_EXTRACTED TEXT:_
··········

A second lieutenant (2LT) is the lowest-ranking commissioned officer in the U.S. Army, Air Force or Marines. As with all military ranks and occupations in the Armed Forces, pay depends primarily on the length of service, although there are other factors used in calculations. The average monthly base pay for a second lieutenant ranges from $3,107.70 to $4,854.90.
Commissioned officers in the military hold ranks equivalent to civilian pay grades, from O-1 (2nd lieutenant) to O-10 (general). Although the names of ranks can differ according to the branch of service, pay is the same. For example, an O-1 is called a second lieutenant in the Army, Air Force and Marines, and is called an ensign in the Navy and the Coast Guard.
Depending on their education and training, second lieutenants work in a variety of military occupational specialties, in fields as diverse as combat arms, communications, engineering, Human Resources, intelligence, law enforcement, logistics and transportation.
There are four paths that lead to a commission as an officer in the U.S. military: a degree from one of the academies, completion of a college-based Reserve Officers' Training Corps (ROTC) program, direct commission and Officer Candidate School (OCS).
The military academies are highly selective of candidates to train as future officers. Appointment to the U.S. Military Academy at West Point (Army), the U.S. Air Force Academy and the U.S. Naval Academy (Navy and Marines) is made by a government official, usually a member of Congress. Students pay no tuition and commit to active duty service immediately upon graduation.
Most officers enter the military through ROTC programs, offered at more than 1,000 colleges and universities across the country. Scholarships are available in exchange for commitment to military service. Direct commissions are offered to individuals who have professional education, such as law, medicine or ministry. Officer Candidate School (OSC) is for selected members of active duty enlisted ranks who want to transition to becoming officers. Training requires anywhere from 9 weeks (Air Force) to 17 weeks (Coast Guard).
An Army lieutenant, like all military officers, can work in a broad range of settings, depending on their occupational specialty. A duty assignment can be almost anywhere in the world, indoors or outdoors, in an office, hospital, hangar, courtroom or chapel, on land, in the air or aboard a ship. Service members can sometimes request an assignment, but the needs of the military always take priority. Officers usually move to a new assignment every few years.
Salary and Job Outlook
The 2018 military pay chart lists the starting base salary for a 2nd lieutenant (or equivalent O-1) as $3,107.70 per month, or $37,292.40 per year. The actual salary is much more than that, as 2nd lieutenant pay includes a housing allowance, based on the cost of living in the geographic area where assigned. Army pay, as with pay for all active duty service members, includes valuation for full medical, dental and vision benefits. In addition, service members are vested in a pension plan and can begin collecting retirement pay after 20 years of service. Extra pay can be awarded in the form of retention bonuses, combat or hazardous duty pay, and for special skills.
The U.S. Bureau of Labor Statistics (BLS) only makes employment projections for civilian occupations. Opportunities for officers in any branch of the armed forces depends on the needs of the military as well as on defense spending, which is determined by Congress.

··········

_QUESTIONS:_
A) According to the text on second lieutenants, what starting annual base salary does the 2018 military pay chart list for a 2nd lieutenant?
B) Using the text on second lieutenants, explain why a 2nd lieutenant's actual salary is much more than the listed starting base pay.
C) Rewrite the portion of the text on second lieutenants between "Depending on their education" and "Candidate School (OCS).", inclusive, replacing "logistics" with "supply".
The data placed after this text are not needed.

··········

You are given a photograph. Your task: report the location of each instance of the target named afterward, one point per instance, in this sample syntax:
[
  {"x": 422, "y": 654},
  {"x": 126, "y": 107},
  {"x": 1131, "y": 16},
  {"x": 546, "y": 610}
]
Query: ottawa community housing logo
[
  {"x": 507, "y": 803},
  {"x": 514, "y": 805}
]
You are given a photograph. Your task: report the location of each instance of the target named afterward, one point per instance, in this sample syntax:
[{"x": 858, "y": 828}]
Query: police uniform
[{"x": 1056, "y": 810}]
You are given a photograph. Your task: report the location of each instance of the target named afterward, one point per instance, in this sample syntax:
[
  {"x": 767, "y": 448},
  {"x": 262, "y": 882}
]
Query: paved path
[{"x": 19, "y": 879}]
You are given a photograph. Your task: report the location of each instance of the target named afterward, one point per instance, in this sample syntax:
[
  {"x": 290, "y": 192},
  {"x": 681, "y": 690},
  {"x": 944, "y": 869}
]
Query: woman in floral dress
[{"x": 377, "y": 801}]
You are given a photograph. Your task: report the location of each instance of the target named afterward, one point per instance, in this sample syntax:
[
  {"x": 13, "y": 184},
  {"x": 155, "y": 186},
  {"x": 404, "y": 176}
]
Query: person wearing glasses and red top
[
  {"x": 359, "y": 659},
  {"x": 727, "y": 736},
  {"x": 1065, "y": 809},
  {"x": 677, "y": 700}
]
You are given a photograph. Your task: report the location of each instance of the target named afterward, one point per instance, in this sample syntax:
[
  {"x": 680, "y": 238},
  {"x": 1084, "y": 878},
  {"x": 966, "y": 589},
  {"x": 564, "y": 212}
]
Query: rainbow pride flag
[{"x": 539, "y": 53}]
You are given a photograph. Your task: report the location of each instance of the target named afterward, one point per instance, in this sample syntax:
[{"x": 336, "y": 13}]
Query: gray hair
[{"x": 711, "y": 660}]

··········

_OUTPUTS BY TASK:_
A) $37,292.40 per year.

B) A 2nd lieutenant's pay includes a housing allowance, which is based on the cost of living in the geographic area of assignment.

C)
Depending on their education and training, second lieutenants work in a variety of military occupational specialties, in fields as diverse as combat arms, communications, engineering, Human Resources, intelligence, law enforcement, supply and transportation.
There are four paths that lead to a commission as an officer in the U.S. military: a degree from one of the academies, completion of a college-based Reserve Officers' Training Corps (ROTC) program, direct commission and Officer Candidate School (OCS).